--- Begin Supplied material ---
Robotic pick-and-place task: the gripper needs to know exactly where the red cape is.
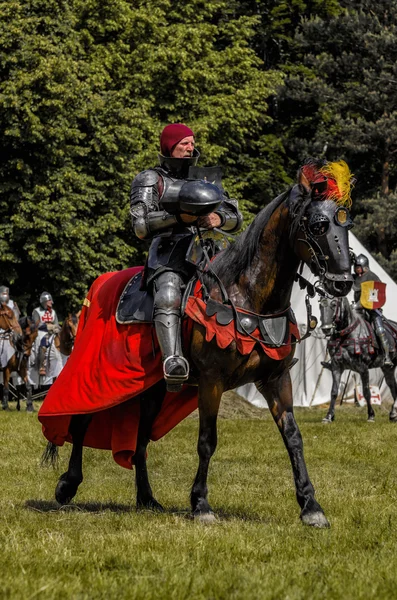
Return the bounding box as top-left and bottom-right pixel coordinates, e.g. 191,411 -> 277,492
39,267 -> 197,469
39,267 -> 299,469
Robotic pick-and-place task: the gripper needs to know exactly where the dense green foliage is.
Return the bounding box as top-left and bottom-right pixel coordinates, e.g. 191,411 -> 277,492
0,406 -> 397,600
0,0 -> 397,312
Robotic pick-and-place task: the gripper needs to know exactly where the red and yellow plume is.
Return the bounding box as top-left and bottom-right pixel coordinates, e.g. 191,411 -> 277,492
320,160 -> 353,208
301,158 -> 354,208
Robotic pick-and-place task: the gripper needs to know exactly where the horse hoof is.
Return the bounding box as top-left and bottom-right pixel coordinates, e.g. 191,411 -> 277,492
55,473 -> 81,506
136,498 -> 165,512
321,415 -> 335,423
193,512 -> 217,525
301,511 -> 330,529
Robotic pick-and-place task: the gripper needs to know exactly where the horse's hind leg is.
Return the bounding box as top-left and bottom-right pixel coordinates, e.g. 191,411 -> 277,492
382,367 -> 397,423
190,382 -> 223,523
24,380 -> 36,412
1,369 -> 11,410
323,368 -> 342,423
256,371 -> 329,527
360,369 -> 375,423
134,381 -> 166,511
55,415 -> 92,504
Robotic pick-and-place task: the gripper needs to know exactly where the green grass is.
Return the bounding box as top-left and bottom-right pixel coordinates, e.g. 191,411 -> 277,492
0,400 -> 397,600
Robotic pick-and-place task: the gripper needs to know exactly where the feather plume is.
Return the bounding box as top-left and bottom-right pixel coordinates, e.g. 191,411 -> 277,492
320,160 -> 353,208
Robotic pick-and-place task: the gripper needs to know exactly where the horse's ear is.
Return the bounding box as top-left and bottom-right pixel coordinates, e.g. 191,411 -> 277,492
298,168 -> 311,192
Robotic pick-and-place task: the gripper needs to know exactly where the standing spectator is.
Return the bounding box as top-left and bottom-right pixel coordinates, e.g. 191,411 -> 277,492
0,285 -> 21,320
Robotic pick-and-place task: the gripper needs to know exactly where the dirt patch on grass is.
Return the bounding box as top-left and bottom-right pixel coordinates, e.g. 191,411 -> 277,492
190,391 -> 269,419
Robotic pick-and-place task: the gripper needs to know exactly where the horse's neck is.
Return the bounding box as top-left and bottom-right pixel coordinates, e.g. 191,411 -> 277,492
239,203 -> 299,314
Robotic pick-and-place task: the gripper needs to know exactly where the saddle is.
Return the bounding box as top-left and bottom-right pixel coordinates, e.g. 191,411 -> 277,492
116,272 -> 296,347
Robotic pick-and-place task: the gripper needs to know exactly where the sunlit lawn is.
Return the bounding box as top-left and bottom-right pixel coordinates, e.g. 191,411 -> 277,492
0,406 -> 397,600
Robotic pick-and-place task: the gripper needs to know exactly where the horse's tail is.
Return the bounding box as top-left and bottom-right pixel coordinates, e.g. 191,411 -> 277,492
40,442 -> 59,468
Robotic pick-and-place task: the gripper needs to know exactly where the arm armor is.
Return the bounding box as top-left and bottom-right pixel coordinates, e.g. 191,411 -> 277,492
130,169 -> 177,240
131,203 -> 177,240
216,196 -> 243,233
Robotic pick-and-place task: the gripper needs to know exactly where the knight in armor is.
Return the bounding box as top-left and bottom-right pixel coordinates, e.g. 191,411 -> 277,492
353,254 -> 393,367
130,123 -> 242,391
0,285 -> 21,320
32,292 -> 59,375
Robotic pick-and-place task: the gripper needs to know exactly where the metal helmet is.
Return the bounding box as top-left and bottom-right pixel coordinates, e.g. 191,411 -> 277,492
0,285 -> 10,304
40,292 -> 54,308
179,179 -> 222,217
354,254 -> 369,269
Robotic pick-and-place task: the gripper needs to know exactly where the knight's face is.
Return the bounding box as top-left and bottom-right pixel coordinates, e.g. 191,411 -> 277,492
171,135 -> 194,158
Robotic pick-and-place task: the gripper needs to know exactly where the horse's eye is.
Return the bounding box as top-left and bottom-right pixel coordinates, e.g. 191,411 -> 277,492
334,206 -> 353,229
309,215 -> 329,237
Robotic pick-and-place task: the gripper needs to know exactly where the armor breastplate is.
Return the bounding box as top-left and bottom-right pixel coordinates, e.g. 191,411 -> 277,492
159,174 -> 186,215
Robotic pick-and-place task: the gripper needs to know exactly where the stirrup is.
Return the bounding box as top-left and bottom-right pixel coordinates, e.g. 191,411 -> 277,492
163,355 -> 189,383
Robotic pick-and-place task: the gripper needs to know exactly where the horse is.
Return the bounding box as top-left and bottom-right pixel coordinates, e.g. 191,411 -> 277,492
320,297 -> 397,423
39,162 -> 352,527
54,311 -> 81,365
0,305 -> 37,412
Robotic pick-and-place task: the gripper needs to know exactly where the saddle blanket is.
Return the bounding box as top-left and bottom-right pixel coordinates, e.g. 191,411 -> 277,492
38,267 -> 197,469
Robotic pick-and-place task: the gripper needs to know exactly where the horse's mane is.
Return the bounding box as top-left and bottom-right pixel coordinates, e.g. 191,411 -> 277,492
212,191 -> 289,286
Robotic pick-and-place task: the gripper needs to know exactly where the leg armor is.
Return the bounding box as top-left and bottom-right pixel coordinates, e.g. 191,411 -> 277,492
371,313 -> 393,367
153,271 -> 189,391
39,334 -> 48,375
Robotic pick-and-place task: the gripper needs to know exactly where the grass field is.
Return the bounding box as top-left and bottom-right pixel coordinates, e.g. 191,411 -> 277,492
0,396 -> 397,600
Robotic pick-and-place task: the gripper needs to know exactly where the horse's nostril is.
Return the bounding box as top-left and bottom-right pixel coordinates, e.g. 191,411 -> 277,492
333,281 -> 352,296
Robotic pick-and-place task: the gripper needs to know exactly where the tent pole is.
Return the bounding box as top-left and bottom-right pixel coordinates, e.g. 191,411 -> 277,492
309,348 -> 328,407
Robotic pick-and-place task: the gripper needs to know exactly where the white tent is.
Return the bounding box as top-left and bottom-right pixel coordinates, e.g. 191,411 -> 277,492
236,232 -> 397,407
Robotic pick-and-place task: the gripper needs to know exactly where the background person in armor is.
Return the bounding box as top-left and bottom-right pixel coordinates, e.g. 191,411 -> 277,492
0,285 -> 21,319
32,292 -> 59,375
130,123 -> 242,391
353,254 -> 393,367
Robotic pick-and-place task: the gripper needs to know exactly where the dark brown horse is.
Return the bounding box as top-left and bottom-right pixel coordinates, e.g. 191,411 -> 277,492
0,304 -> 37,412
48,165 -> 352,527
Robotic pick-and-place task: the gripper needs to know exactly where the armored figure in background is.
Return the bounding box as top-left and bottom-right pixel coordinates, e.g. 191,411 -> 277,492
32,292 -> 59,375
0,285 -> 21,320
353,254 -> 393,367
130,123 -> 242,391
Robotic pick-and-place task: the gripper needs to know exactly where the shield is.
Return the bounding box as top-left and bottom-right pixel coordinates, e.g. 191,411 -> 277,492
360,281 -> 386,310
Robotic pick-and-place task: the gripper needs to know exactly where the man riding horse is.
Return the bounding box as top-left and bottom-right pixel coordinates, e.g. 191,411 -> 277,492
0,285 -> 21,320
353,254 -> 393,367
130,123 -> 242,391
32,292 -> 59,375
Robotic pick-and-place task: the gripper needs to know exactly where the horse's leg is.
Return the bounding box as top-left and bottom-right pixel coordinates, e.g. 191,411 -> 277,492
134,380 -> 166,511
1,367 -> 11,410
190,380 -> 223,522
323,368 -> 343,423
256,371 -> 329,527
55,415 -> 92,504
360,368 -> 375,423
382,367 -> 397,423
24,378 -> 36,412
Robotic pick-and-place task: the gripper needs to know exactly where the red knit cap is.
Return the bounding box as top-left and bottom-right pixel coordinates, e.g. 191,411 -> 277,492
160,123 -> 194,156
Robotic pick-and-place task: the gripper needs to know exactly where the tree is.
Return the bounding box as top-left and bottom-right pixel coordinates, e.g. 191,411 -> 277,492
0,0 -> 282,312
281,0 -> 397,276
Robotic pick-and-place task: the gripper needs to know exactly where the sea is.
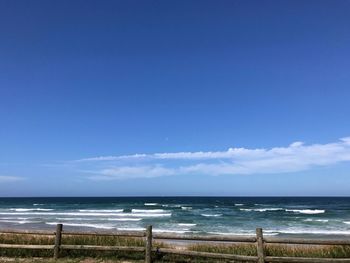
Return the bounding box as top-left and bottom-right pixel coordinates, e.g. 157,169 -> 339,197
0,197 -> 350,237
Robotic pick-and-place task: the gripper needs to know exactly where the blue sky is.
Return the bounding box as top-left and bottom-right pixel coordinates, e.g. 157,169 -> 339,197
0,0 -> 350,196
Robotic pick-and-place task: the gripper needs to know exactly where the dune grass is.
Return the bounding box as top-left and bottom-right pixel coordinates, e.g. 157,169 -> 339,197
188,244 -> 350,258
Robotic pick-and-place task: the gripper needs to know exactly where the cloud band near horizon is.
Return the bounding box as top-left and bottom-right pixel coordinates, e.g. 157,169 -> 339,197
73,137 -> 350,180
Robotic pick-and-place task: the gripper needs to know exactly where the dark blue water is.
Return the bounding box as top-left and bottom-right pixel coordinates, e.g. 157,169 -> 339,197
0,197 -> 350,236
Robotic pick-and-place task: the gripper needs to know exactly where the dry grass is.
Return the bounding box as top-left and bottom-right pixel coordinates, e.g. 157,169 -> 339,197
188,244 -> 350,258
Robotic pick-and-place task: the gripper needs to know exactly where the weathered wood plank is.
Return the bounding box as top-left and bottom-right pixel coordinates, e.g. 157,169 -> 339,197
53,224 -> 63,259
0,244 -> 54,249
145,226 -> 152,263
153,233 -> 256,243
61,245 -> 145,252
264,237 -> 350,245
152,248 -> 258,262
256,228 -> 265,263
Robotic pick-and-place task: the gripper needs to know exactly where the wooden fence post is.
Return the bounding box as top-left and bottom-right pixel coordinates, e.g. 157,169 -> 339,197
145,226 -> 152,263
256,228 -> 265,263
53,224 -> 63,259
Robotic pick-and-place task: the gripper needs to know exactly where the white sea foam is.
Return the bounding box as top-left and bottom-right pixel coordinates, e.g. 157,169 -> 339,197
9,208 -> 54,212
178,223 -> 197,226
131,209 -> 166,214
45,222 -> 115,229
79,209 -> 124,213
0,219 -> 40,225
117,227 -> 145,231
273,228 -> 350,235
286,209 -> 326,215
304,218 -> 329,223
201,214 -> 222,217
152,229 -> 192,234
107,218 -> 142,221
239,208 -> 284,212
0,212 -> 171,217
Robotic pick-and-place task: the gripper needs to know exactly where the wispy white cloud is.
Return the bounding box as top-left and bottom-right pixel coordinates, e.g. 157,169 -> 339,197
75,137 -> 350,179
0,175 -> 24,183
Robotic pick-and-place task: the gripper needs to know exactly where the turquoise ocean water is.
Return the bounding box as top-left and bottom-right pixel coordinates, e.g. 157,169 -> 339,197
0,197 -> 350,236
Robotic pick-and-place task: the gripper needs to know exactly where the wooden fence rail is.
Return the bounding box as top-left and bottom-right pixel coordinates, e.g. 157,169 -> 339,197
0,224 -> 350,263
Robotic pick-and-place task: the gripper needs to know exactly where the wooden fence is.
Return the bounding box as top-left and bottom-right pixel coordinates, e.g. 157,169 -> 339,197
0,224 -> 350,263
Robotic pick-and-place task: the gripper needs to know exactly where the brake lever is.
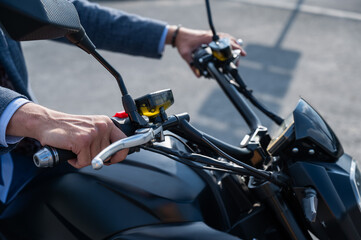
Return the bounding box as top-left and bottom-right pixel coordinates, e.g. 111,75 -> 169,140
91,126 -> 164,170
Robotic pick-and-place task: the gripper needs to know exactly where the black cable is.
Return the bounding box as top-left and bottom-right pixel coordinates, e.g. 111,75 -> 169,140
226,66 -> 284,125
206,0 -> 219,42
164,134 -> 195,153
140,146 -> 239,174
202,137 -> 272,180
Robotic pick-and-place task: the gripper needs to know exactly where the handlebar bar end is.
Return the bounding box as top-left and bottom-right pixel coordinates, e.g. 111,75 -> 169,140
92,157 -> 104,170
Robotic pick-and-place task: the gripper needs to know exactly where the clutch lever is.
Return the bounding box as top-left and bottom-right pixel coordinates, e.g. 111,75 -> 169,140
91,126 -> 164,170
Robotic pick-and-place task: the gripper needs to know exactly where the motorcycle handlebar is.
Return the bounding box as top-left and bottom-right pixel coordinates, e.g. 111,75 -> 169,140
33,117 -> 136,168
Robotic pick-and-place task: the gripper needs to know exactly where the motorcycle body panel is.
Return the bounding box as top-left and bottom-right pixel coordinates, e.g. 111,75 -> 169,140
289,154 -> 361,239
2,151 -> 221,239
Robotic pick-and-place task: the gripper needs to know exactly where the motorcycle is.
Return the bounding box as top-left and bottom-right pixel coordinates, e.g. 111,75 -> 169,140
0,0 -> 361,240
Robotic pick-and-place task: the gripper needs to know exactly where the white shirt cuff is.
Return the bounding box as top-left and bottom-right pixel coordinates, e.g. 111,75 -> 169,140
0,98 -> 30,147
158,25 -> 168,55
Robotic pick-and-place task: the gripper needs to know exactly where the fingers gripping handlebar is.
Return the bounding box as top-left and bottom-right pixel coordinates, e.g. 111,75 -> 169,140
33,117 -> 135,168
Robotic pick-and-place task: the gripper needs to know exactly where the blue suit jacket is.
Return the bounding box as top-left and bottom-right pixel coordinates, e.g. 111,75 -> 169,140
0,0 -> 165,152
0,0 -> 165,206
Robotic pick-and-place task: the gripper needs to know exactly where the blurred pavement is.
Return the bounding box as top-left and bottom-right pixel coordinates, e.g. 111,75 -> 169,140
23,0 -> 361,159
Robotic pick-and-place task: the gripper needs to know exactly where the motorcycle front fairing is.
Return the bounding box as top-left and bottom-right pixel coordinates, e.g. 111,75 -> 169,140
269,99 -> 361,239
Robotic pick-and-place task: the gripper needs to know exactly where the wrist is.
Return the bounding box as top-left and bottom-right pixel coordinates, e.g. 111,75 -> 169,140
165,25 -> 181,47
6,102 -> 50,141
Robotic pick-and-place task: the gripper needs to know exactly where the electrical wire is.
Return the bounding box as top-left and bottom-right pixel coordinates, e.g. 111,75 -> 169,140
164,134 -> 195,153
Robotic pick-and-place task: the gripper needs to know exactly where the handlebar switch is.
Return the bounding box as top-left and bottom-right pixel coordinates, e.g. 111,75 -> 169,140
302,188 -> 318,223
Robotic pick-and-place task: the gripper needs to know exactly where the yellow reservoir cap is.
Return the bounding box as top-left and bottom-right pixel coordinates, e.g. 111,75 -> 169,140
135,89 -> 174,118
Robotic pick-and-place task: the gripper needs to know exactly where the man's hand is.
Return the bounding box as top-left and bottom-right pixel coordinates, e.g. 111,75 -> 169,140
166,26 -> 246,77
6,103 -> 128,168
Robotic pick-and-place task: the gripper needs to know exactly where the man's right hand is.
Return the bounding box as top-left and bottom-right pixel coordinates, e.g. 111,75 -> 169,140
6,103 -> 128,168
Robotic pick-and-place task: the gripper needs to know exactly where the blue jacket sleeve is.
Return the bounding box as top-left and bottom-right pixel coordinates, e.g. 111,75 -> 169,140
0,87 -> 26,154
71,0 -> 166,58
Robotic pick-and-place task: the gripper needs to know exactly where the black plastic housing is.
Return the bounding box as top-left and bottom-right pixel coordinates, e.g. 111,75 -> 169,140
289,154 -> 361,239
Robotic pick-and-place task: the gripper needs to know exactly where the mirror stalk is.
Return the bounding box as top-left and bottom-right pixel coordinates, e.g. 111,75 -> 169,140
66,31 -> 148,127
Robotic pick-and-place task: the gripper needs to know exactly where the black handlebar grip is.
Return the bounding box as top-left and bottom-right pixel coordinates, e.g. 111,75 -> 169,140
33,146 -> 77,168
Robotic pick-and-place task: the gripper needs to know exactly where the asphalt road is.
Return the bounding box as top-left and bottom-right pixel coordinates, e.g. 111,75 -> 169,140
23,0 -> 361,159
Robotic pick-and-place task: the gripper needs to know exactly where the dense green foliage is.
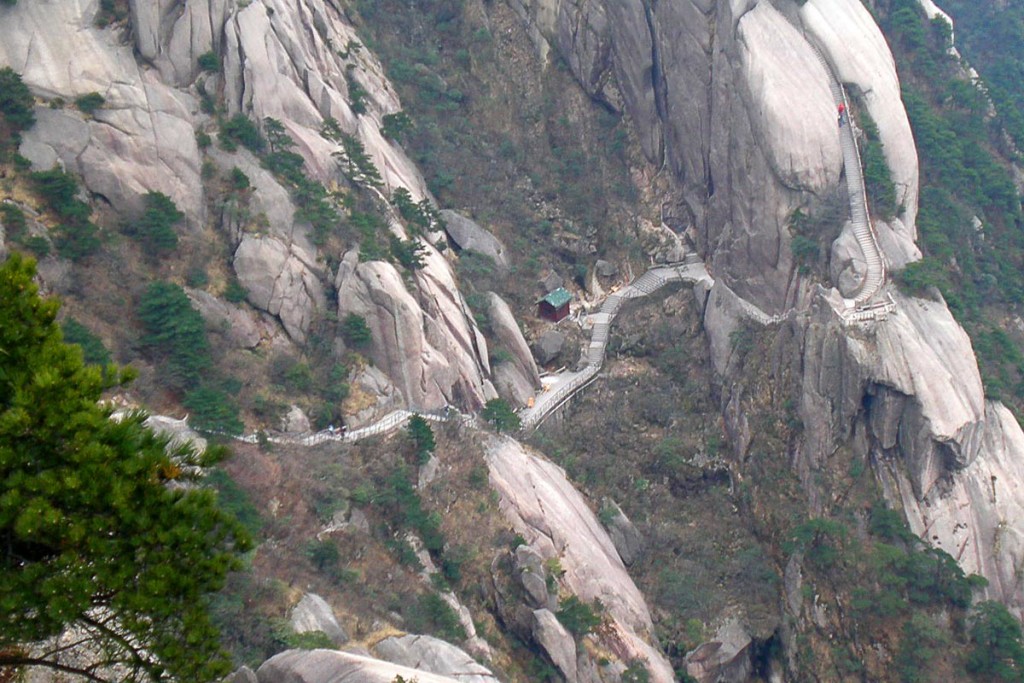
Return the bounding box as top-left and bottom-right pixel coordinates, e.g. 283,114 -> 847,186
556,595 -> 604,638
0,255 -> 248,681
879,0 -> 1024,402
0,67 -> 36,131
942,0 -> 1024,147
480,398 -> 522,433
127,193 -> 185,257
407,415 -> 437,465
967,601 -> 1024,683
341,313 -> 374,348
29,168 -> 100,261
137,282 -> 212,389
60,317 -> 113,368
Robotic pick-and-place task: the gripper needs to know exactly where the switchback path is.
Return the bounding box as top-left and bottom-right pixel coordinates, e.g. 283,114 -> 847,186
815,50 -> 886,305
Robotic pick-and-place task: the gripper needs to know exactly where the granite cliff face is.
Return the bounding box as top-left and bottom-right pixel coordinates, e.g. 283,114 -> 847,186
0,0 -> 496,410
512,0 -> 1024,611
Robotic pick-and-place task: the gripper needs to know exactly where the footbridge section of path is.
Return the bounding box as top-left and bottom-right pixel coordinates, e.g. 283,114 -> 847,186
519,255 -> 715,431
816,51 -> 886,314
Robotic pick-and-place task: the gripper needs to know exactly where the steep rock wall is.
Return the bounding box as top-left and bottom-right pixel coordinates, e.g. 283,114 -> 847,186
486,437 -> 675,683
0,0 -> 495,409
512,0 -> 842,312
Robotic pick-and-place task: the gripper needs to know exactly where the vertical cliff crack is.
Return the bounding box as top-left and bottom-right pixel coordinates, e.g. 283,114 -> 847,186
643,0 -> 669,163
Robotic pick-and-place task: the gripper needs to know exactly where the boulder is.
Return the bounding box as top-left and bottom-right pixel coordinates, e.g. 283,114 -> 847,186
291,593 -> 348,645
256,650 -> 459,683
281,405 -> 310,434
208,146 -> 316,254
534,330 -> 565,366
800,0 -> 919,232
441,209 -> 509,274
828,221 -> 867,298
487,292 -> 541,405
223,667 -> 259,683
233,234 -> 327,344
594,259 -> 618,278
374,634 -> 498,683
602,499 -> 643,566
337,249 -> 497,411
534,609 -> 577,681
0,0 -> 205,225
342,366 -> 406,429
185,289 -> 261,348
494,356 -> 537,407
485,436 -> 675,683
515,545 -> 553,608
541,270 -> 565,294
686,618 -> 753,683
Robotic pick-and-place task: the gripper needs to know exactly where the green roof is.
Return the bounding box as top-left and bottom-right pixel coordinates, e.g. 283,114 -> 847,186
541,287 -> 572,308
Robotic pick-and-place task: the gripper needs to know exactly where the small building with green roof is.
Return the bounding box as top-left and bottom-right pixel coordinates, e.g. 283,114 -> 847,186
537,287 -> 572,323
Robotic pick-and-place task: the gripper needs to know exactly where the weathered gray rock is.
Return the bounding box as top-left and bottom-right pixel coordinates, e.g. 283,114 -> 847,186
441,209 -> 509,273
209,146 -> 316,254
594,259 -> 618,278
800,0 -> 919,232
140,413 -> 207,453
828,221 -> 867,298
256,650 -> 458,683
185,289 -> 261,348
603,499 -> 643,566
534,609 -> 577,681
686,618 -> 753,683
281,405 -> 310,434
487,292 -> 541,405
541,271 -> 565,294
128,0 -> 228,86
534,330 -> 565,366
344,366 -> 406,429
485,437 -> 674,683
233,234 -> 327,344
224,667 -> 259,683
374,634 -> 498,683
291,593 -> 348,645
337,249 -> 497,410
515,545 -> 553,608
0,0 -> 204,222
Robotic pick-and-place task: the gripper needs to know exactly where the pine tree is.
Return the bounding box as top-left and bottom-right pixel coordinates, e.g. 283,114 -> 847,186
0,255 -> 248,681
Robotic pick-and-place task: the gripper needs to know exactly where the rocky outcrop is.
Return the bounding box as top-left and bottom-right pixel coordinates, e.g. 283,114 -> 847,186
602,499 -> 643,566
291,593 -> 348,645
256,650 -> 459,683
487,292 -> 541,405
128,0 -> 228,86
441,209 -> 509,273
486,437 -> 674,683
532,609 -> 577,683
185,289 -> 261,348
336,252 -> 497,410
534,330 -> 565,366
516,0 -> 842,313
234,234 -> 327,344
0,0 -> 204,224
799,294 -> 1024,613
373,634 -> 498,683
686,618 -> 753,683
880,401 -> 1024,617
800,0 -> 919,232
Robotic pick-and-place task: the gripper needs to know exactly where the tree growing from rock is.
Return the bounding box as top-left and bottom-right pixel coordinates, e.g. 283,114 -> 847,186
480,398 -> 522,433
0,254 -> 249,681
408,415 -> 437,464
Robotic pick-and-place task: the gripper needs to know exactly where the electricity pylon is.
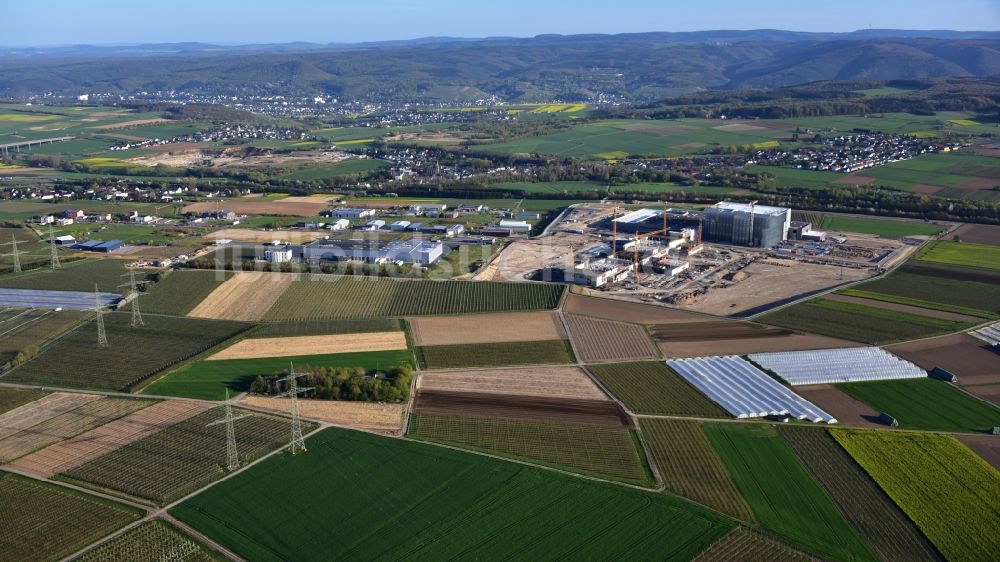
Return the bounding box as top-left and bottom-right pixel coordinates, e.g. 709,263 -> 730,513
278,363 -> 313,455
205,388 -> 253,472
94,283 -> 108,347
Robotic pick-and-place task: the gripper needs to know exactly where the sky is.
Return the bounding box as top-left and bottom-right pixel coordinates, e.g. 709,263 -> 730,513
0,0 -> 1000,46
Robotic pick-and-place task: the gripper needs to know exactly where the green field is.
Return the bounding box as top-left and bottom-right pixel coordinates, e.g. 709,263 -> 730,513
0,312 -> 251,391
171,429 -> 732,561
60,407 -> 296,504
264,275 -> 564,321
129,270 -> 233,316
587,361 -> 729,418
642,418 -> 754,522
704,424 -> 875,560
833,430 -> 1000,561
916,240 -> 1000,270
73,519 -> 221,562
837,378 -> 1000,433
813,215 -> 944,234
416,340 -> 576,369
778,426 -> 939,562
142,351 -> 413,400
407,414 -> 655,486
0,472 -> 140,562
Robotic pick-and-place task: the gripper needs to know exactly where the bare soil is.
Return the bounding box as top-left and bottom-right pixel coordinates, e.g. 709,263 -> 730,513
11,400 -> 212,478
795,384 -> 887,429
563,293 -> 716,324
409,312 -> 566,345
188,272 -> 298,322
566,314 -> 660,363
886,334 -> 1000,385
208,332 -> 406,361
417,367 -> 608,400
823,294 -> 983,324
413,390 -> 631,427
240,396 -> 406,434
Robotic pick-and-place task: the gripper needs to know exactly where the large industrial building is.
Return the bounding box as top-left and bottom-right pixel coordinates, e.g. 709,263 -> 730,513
--- End Supplied material ---
_Description of the task:_
Starting with the line with "horse's nostril is." and going on through the line with "309,348 -> 328,407", replace "tent pole" with "support pole". Write out those lines again with nothing else changed.

_Written response:_
Robotic pick-and-place task: the gripper needs to know exactly where the horse's nostril is.
Return the bounding box as top-left and bottom-right pixel coordinates, e.g. 191,411 -> 277,492
333,281 -> 352,296
Robotic pick-and-place task: the gripper needs to know exactly where the support pole is.
Return the bounding box as top-left and bottom-right pixel coordinates, e.g. 191,411 -> 277,492
309,348 -> 328,407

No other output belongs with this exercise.